# Your instructions
From the first record to the last, write each one out again exactly.

(Saved entries)
########################################

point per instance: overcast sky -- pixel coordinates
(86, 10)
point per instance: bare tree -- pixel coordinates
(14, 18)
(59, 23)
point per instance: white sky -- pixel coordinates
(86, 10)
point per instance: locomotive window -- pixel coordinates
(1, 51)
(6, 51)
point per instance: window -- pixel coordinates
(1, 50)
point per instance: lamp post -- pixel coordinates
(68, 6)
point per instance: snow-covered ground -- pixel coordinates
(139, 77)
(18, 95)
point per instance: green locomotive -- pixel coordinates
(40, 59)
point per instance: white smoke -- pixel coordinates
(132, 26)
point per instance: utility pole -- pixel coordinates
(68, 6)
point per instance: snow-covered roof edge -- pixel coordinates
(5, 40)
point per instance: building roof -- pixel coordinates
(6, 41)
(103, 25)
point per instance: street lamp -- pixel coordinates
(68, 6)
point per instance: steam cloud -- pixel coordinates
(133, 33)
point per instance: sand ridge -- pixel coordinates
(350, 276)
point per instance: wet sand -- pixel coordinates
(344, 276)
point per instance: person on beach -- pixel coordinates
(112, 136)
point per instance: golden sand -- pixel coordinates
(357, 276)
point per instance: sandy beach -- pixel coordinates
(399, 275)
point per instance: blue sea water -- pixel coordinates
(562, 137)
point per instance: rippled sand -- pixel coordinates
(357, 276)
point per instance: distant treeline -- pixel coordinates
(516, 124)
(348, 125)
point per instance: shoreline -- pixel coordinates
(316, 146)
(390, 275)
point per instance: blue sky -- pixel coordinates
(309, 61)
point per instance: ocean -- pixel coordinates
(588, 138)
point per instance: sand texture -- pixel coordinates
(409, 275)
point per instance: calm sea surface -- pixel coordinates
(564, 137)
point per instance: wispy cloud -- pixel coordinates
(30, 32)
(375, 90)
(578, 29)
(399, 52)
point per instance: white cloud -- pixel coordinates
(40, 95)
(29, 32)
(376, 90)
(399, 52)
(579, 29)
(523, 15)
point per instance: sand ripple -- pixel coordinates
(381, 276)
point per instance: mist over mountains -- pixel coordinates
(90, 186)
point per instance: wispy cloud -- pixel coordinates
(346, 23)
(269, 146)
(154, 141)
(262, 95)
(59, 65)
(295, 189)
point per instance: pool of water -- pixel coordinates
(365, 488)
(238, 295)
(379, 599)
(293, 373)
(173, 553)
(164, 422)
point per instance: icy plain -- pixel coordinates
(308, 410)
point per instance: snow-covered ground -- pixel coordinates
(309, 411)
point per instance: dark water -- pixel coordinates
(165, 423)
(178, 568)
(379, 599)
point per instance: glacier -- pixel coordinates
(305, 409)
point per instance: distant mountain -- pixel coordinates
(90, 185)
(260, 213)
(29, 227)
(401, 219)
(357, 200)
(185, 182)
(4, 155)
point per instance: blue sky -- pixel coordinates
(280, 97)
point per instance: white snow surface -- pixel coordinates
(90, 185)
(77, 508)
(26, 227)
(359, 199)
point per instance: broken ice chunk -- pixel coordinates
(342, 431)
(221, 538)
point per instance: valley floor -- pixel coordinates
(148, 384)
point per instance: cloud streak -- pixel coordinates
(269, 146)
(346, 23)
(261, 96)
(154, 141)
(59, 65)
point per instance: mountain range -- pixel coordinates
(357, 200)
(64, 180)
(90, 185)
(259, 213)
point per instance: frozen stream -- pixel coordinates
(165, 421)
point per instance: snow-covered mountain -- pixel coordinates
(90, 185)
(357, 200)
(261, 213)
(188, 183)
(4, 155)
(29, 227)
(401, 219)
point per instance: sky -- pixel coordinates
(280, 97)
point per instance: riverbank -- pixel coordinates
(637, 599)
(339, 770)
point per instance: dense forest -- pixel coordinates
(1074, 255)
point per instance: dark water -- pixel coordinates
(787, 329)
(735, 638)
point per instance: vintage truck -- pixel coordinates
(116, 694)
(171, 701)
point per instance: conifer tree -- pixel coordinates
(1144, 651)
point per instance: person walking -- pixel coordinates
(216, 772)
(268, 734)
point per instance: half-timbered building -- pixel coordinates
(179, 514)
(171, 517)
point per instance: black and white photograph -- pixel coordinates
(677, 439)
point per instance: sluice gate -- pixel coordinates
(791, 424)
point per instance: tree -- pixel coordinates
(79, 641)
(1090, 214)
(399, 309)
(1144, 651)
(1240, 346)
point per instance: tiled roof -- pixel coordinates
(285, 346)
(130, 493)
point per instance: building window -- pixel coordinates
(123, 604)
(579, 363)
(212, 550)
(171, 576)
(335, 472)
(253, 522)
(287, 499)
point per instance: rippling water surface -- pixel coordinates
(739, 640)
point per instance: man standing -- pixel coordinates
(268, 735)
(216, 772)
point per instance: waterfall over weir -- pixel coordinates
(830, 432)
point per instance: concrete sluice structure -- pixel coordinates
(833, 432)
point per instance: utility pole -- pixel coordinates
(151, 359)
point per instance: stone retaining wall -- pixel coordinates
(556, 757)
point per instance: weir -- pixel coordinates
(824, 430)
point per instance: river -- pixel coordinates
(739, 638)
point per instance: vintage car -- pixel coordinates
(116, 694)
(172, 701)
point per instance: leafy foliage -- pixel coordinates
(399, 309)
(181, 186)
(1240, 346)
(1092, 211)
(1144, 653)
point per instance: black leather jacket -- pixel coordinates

########################################

# Problem solution
point per instance: overcast sky -- pixel coordinates
(86, 10)
point per instance: bare tree -- pixel coordinates
(14, 18)
(59, 23)
point per instance: white sky -- pixel coordinates
(86, 10)
point per instance: locomotive window -- pixel coordinates
(1, 51)
(6, 51)
point per instance: window -- pixel coordinates
(1, 50)
point per instance: lamp post -- pixel coordinates
(68, 6)
point per instance: snow-covered ground -- pixel coordinates
(139, 77)
(18, 95)
point per instance: green locomotive -- pixel coordinates
(40, 59)
point per instance: white smoke -- pixel coordinates
(132, 26)
point per instance: utility pole -- pixel coordinates
(68, 6)
point per instance: snow-covered roof edge -- pixel coordinates
(5, 40)
point per instance: building roof -- pixel coordinates
(6, 41)
(103, 25)
point per instance: street lamp -- pixel coordinates
(68, 6)
point per instance: steam cloud -- pixel coordinates
(133, 33)
point per instance: sand ridge -- pixel coordinates
(350, 276)
point per instance: wet sand -- pixel coordinates
(344, 276)
point per instance: person on beach -- pixel coordinates
(112, 136)
point per instance: golden sand -- pixel coordinates
(357, 276)
point per instance: sandy beach -- pixel coordinates
(399, 275)
point per instance: blue sea water -- pixel coordinates
(562, 137)
point per instance: rippled sand -- pixel coordinates
(357, 276)
point per instance: distant treeline -- pixel coordinates
(516, 124)
(348, 125)
point per instance: shoreline -- pixel coordinates
(316, 146)
(390, 275)
point per instance: blue sky -- pixel coordinates
(309, 61)
point per instance: ocean -- pixel coordinates
(588, 138)
point per instance: sand texture -- pixel coordinates
(409, 275)
point per instance: calm sea surface -- pixel coordinates
(564, 137)
point per instance: wispy cloud -- pixel coordinates
(30, 32)
(375, 90)
(578, 29)
(399, 52)
point per instance: white cloud -- pixel coordinates
(40, 95)
(29, 32)
(376, 90)
(399, 52)
(579, 29)
(523, 15)
point per instance: sand ripple -- pixel coordinates
(381, 276)
point per instance: mist over mountains -- pixel coordinates
(90, 186)
point per instance: wispy cloud -- pixel coordinates
(346, 23)
(269, 146)
(154, 141)
(262, 95)
(59, 65)
(295, 189)
point per instance: pool of water -- pixel coordinates
(365, 488)
(238, 295)
(379, 599)
(293, 373)
(173, 553)
(164, 422)
point per instance: icy plain -- pixel coordinates
(308, 410)
point per instance: snow-covered ground -- pixel coordinates
(309, 411)
point per instance: dark water -- pixel coordinates
(165, 423)
(178, 568)
(379, 599)
point per instance: glacier -- pixel coordinates
(305, 409)
point per instance: distant mountain -- pixel coordinates
(90, 185)
(260, 213)
(29, 227)
(401, 219)
(357, 200)
(185, 182)
(4, 155)
point per instance: blue sky -- pixel coordinates
(280, 97)
point per instance: white snow surface -- pixel coordinates
(90, 185)
(77, 508)
(26, 227)
(359, 199)
point per instance: broken ice chunk -- pixel coordinates
(342, 431)
(221, 538)
point per instance: valley floor -- pixel coordinates
(148, 384)
point per instance: cloud streak -- pixel coordinates
(269, 146)
(346, 23)
(261, 96)
(154, 141)
(59, 65)
point per instance: mountain range -- pixel coordinates
(357, 200)
(64, 180)
(90, 185)
(259, 213)
point per instance: frozen stream -- pixel coordinates
(165, 421)
point per instance: snow-covered mountain -- pixel coordinates
(90, 185)
(357, 200)
(261, 213)
(188, 183)
(4, 155)
(29, 227)
(401, 219)
point per instance: sky -- pixel coordinates
(280, 97)
point per instance: riverbank -- pixel coordinates
(637, 599)
(339, 770)
point per instance: dense forest -- pixel coordinates
(1074, 255)
point per instance: dark water -- pixel coordinates
(787, 329)
(735, 638)
point per instance: vintage truck -- pixel coordinates
(116, 694)
(171, 701)
point per instance: conifer tree -- pixel coordinates
(1144, 651)
point per instance: person walking -- pixel coordinates
(216, 772)
(268, 734)
point per instance: half-timbered building -- pixel coordinates
(179, 514)
(171, 517)
point per instance: black and white photograph -- pixel coordinates
(677, 439)
point per instance: sluice gate -- pixel coordinates
(791, 424)
point per instance: tree -- pixel coordinates
(79, 641)
(1090, 214)
(399, 309)
(1144, 651)
(1240, 346)
point per instance: tiled roof -- pixel coordinates
(285, 346)
(130, 493)
point per instance: building window -- pixel coordinates
(123, 604)
(579, 363)
(212, 550)
(171, 576)
(335, 472)
(253, 522)
(287, 499)
point per instance: rippling water surface -- pixel coordinates
(739, 640)
point per instance: man standing -- pixel coordinates
(268, 735)
(216, 772)
point per instance: waterfall over weir -- pixel coordinates
(830, 432)
point per instance: concrete sluice structure -- pixel coordinates
(833, 432)
point per instance: utility pole -- pixel coordinates
(151, 359)
point per instance: stone retaining wall -- pixel coordinates
(556, 757)
point per instance: weir -- pixel coordinates
(824, 430)
point per instance: river -- pixel coordinates
(739, 638)
point per instance: vintage car -- pixel coordinates
(116, 694)
(172, 701)
point per instance: leafy foliage -- pixel coordinates
(399, 309)
(181, 186)
(1240, 346)
(1092, 211)
(1144, 653)
point per instance: black leather jacket -- pixel coordinates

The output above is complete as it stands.